**What the exercise asks:** In the data below, swap "pineapple" for "fruit" in the part that opens with the line containing "[spot] the man's" and closes with the line containing "(1164, 588)". Return only that part, with nothing else changed.

-------- Dataset

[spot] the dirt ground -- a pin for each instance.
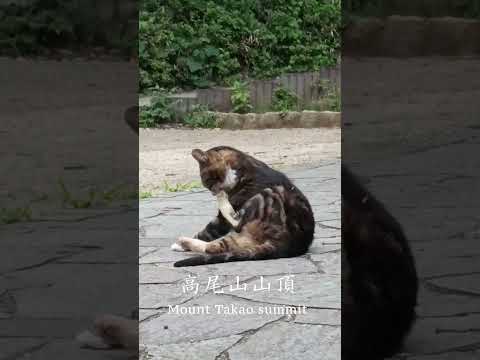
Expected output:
(165, 153)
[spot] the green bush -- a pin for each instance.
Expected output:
(330, 98)
(240, 97)
(158, 112)
(200, 117)
(284, 100)
(196, 43)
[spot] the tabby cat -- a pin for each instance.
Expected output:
(379, 280)
(262, 214)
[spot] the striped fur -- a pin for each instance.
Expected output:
(273, 218)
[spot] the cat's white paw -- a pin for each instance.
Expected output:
(89, 340)
(177, 247)
(222, 195)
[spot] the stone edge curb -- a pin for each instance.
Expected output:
(278, 120)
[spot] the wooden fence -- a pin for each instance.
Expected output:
(307, 86)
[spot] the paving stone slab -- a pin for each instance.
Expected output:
(313, 290)
(320, 317)
(171, 328)
(200, 350)
(287, 341)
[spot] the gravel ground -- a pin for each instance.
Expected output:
(165, 153)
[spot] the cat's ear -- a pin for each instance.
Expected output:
(199, 155)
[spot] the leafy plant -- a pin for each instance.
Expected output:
(180, 187)
(330, 99)
(158, 112)
(145, 195)
(200, 117)
(194, 44)
(284, 100)
(240, 97)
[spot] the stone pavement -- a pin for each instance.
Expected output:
(264, 332)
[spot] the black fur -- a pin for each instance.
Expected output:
(379, 280)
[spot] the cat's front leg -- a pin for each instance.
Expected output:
(227, 209)
(215, 229)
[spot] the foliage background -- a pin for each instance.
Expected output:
(199, 43)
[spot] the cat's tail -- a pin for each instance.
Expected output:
(206, 259)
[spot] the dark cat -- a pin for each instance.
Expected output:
(379, 280)
(274, 219)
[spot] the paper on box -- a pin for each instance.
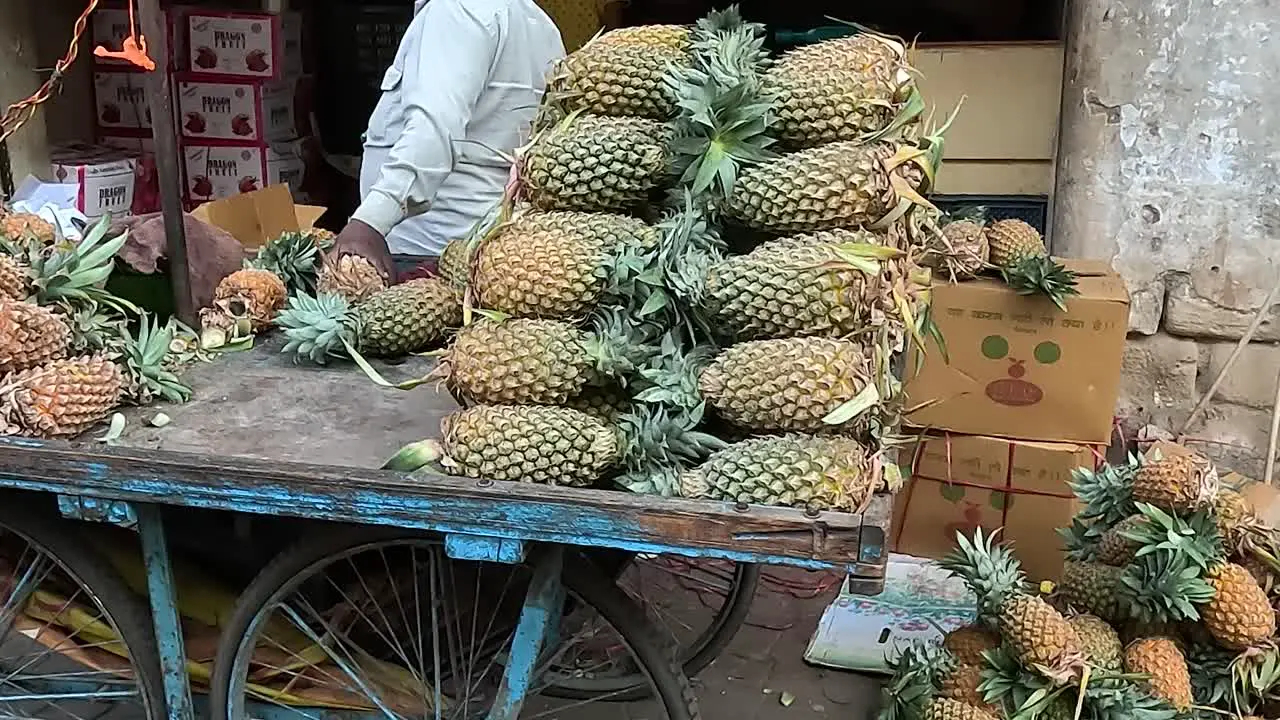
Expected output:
(1019, 367)
(254, 218)
(960, 483)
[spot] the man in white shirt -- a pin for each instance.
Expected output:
(466, 81)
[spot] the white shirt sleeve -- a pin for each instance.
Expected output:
(443, 74)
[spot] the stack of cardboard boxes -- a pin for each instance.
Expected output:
(237, 80)
(1018, 395)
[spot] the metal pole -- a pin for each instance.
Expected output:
(164, 132)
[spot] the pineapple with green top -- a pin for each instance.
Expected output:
(1038, 636)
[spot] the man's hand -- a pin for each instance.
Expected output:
(359, 238)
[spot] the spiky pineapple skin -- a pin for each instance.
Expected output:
(784, 384)
(521, 361)
(968, 643)
(595, 163)
(1098, 641)
(947, 709)
(1092, 587)
(837, 90)
(30, 336)
(827, 473)
(351, 277)
(261, 292)
(780, 291)
(1013, 240)
(832, 186)
(62, 397)
(1240, 615)
(1170, 679)
(1179, 483)
(408, 317)
(553, 265)
(553, 446)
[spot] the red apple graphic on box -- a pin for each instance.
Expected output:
(205, 58)
(242, 126)
(201, 186)
(256, 62)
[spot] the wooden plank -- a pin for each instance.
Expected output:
(525, 511)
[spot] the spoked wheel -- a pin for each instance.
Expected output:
(74, 642)
(380, 623)
(698, 606)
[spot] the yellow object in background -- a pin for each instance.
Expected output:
(577, 19)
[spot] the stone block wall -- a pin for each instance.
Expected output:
(1168, 167)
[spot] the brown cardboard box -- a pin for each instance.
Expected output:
(1018, 367)
(990, 483)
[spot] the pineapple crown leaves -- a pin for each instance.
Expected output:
(1042, 276)
(145, 363)
(74, 273)
(319, 327)
(988, 569)
(915, 671)
(1164, 588)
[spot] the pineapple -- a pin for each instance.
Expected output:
(1098, 641)
(402, 319)
(1011, 241)
(292, 256)
(778, 291)
(533, 361)
(59, 399)
(553, 446)
(13, 278)
(21, 227)
(840, 90)
(968, 643)
(1092, 587)
(554, 265)
(595, 163)
(1166, 666)
(1179, 483)
(960, 250)
(30, 336)
(1240, 615)
(251, 294)
(1038, 636)
(352, 277)
(785, 384)
(831, 473)
(455, 263)
(841, 185)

----------------

**Correct output:**
[spot] the man's hand -- a pin for each instance.
Expected output:
(359, 238)
[spot] the spiky fruit skin -- a pin for each instance.
Expected output:
(784, 384)
(521, 361)
(968, 643)
(595, 163)
(1098, 641)
(947, 709)
(1092, 587)
(837, 90)
(30, 336)
(827, 473)
(351, 277)
(261, 292)
(780, 291)
(1013, 240)
(832, 186)
(62, 397)
(1240, 615)
(1170, 679)
(1179, 483)
(408, 317)
(553, 265)
(553, 446)
[spot] the red apple graphic on box -- a pin for each instance.
Expected output:
(205, 58)
(242, 126)
(201, 186)
(256, 62)
[spot] the wooden plank -- a pin for each instance.
Expected output:
(525, 511)
[spot] the spoked wheel -- a pin for each instance.
Expected output:
(74, 642)
(380, 623)
(698, 606)
[spot] the yellow object in background -- a pin for each instance.
Expected output:
(577, 19)
[spot] the stone block wall -- a pin for each instance.
Expected output:
(1168, 167)
[spot] the brown cardboard box -- a pin for each instance.
Expected output:
(1018, 367)
(990, 483)
[spot] the fruit crown leaves -- a pin for each instance.
Expected output:
(1042, 276)
(145, 363)
(74, 273)
(319, 327)
(988, 569)
(915, 671)
(1164, 588)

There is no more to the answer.